*Task to complete:* The answer must be a word-for-word copy of the records below, with every picture left out.
Segment Start: Information
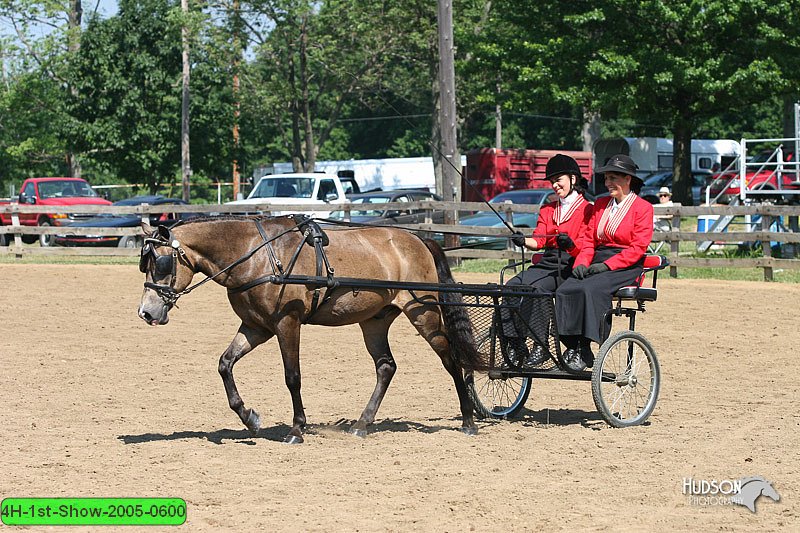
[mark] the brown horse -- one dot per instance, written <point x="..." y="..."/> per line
<point x="241" y="253"/>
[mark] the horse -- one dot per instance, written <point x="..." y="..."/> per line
<point x="752" y="489"/>
<point x="247" y="255"/>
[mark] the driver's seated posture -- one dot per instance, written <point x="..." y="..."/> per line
<point x="560" y="226"/>
<point x="611" y="257"/>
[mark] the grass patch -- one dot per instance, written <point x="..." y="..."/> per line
<point x="67" y="260"/>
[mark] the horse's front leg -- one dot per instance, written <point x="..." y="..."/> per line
<point x="245" y="340"/>
<point x="289" y="340"/>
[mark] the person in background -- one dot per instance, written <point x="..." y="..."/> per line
<point x="662" y="222"/>
<point x="611" y="256"/>
<point x="559" y="227"/>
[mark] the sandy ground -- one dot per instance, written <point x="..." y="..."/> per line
<point x="95" y="403"/>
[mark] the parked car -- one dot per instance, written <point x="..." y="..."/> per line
<point x="366" y="207"/>
<point x="656" y="180"/>
<point x="55" y="192"/>
<point x="763" y="173"/>
<point x="323" y="193"/>
<point x="108" y="220"/>
<point x="491" y="220"/>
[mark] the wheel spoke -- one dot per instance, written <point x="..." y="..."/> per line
Segment End: Information
*Exercise response:*
[mark] the brown horse -- one dot per instance, written <point x="..." y="..."/> per line
<point x="241" y="253"/>
[mark] the horse -- one dot per instance, written <point x="..." y="..."/> per line
<point x="752" y="489"/>
<point x="247" y="255"/>
[mark] the driver's seated posture -- one dot per instance, written <point x="..." y="..."/> per line
<point x="560" y="226"/>
<point x="611" y="257"/>
[mark] the grass patch -- one dot per instance, written <point x="..." y="..."/> per line
<point x="67" y="260"/>
[mark] the horse's front leg -- one dot per instance, written <point x="..." y="..."/> per line
<point x="245" y="340"/>
<point x="289" y="340"/>
[mark] the person in background -- one dot per instance, written <point x="..." y="..."/> per line
<point x="662" y="222"/>
<point x="611" y="256"/>
<point x="559" y="227"/>
[mark] the sandy ground -- one dot per instance, written <point x="..." y="..."/> per line
<point x="95" y="403"/>
[mark] the parked car -- one dot per instance, written <point x="..." y="..."/> per line
<point x="366" y="207"/>
<point x="656" y="180"/>
<point x="55" y="192"/>
<point x="763" y="173"/>
<point x="323" y="193"/>
<point x="108" y="220"/>
<point x="491" y="220"/>
[mark] the wheel spoke -- one dot per instance, written <point x="..." y="..."/> per line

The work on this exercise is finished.